Extrait du texte >>
Lorsque j’étais e-commerçant, je vendais à la fois sur mon money-site, mais aussi via des marketplaces : parmi elles, j’avais sélectionné le n°1 Amazon. A cela, beaucoup d’avantages, mais aussi de nombreux désavantages :

  • J’y vendais de nombreux produits, et le panier moyen y était aussi plus élevé que sur mon site web. La marque « Amazon » semblait être un gage de confiance dans l’acte d’achat, face à mon site, inconnu du grand public. Clairement, je doublais mon chiffre d’affaires grâce aux places de marché.
  • Les nouveaux clients ainsi acquis chez Amazon, m’identifiaient alors comme étant « Amazon » et non pas selon ma marque. C’est frustrant, mais on peut vivre avec ;)
  • Plus problématique : les marketplaces ne vous communiquent pas (toujours) l’adresse e-mail du client. Cette rétention d’information peut se comprendre. Mais impossible alors d’inscrire ce client dans notre e-CRM en vue de lui router nos e-mails promotionnels. Ainsi, si je ne glissais pas un flyer dans les colis invitant les clients issus de ces sites à se rendre directement sur mon site web pour leurs prochains achats, impossible alors d’amortir le coût d’acquisition de mon client beaucoup trop élevé ! La rentabilité et l’assurance de développer ma fidélisation client s’avéraient très compliquées.

Ma conviction, c’est que les acteurs majeurs de l’e-commerce vont continuer à prendre des parts de marché conséquentes sur les petits sites e-commerce, surtout si ces derniers n’ont pas de stratégie innovante. Ces petits acteurs de l’e-commerce sont déjà totalement noyés par la longue traine et il leur reste donc à batailler pour obtenir des positions en SEM et sur les Product Listing Ads (PLA). Face aux budgets des géants de l’e-commerce, c’est quasiment une bataille perdue d’avance.

L’économie collaborative, pour sauver les petits e-commerçants ?

Il y a quelques années, personne n’aurait parié dessus : pourtant Etsy est en train de faire un véritable carton ! Etsy a disrupté le modèle classique des marketplaces sur le web : la totalité de son catalogue produit est en fait conçu par des artistes qui gèrent leurs propres boutiques sur Etsy. Un modèle durable « gagnant-gagnant » où tout le monde s’y retrouve :

  • Côté Etsy, pas de logistique pharaonique à gérer. Son cœur-métier, c’est le web. Et ses investissements sont essentiellement concentrés sur la communication, et l’optimisation fine-tuning de son ergonomie.
  • Pour les artisans, c’est aussi plus rentable : Etsy applique une commission de 3,5%. On est loin des 15% appliqués par Amazon ou PriceMinister !

Etsy fait partie de ces sites qui font du bien au web, et qui permettent d’espérer que l’e-commerce est encore accessible aux petits entrepreneurs. D’autres sites web tentent de développer une offre similaire : dans l’impression 3D, on compte notamment Shapeways qui permet aussi la création de boutiques pour les modeleurs 3D. Joli concept, mais la technologie étant limitée, le CA de Shapeways est encore très en dessous des attentes (source non officielle ;-).

Matériel recueilli >>
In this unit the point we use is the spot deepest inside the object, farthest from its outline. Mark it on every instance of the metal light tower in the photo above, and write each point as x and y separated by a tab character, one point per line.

Consigne écrite A >>
Extrayez du texte sur l'e-commerce le passage compris entre « Ma conviction, c’est » et « bataille perdue d’avance. », bornes incluses.
Consigne écrite B >>
Prolongez le texte sur l'e-commerce à partir de sa dernière phrase.

Réponse rédigée A >>
Ma conviction, c’est que les acteurs majeurs de l’e-commerce vont continuer à prendre des parts de marché conséquentes sur les petits sites e-commerce, surtout si ces derniers n’ont pas de stratégie innovante. Ces petits acteurs de l’e-commerce sont déjà totalement noyés par la longue traine et il leur reste donc à batailler pour obtenir des positions en SEM et sur les Product Listing Ads (PLA). Face aux budgets des géants de l’e-commerce, c’est quasiment une bataille perdue d’avance.

Réponse rédigée B >>
Optimiser la coopération entre e-commerçants

Ce qui pourrait sauver les petits e-commerçants dans un avenir proche, c’est un retour en force du cashback. J’imagine cela sous 2 formes distinctes visibles sur les sites web :

  • Dans le header du site, on pourrait y trouver un web ring vers des sites partenaires indépendants. C’est une technique ancestrale chez les blogueurs, rarissime chez les e-commerçants français, et pourtant récurrente sur les sites US. J’ai revu ça récemment sur Diaper’s.com : chaque univers du catalogue produit renvoie vers un nom de domaine distinct. Il existe des barres d’outils fournies par les sites de cashback qui permettent déjà ce type d’échange entre e-commerçants. Mais j’imagine quelque chose de plus « organique », à l’instar du native advertising.
  • Directement depuis les zones de « transformation » : dans le panier ou le tunnel d’achat, on devrait aussi proposer un code coupon chez un site partenaire, pour motiver l’achat. Évidemment, il faut que le site partenaire propose une offre très complémentaire ou s’adresse à la même cible pour que cette collaboration soit cohérente et pertinente. Le big-data et un bon CRM seront prépondérants pour profiler vos clients au cas par cas !

Sur Lille, j’avais eu le loisir de m’entretenir sur ce sujet avec Thomas Thumerelle, CEO de Motoblouz. Thomas a eu l’intelligence de fonder les Cht’e-commerçants, une association d’e-commerçants lillois qui leur permet de mutualiser leurs besoins et ainsi de baisser les coûts de fonctionnement. Une initiative gagnant-gagnant très intelligente. Seul hic si vous démarrez : la sélection à l’entrée est compliquée pour les nouveaux e-marchands.

L’avenir de l’e-commerce passera forcément par la mutualisation des forces. Google, Amazon et Cdiscount ont rendu en France l’e-commerce très compliqué pour les petits sites e-commerce. Vous vous lancez dans l’e-commerce en 2015 ? Allez-y ! Mais assurez-vous que votre stratégie et votre positionnement sont les bons.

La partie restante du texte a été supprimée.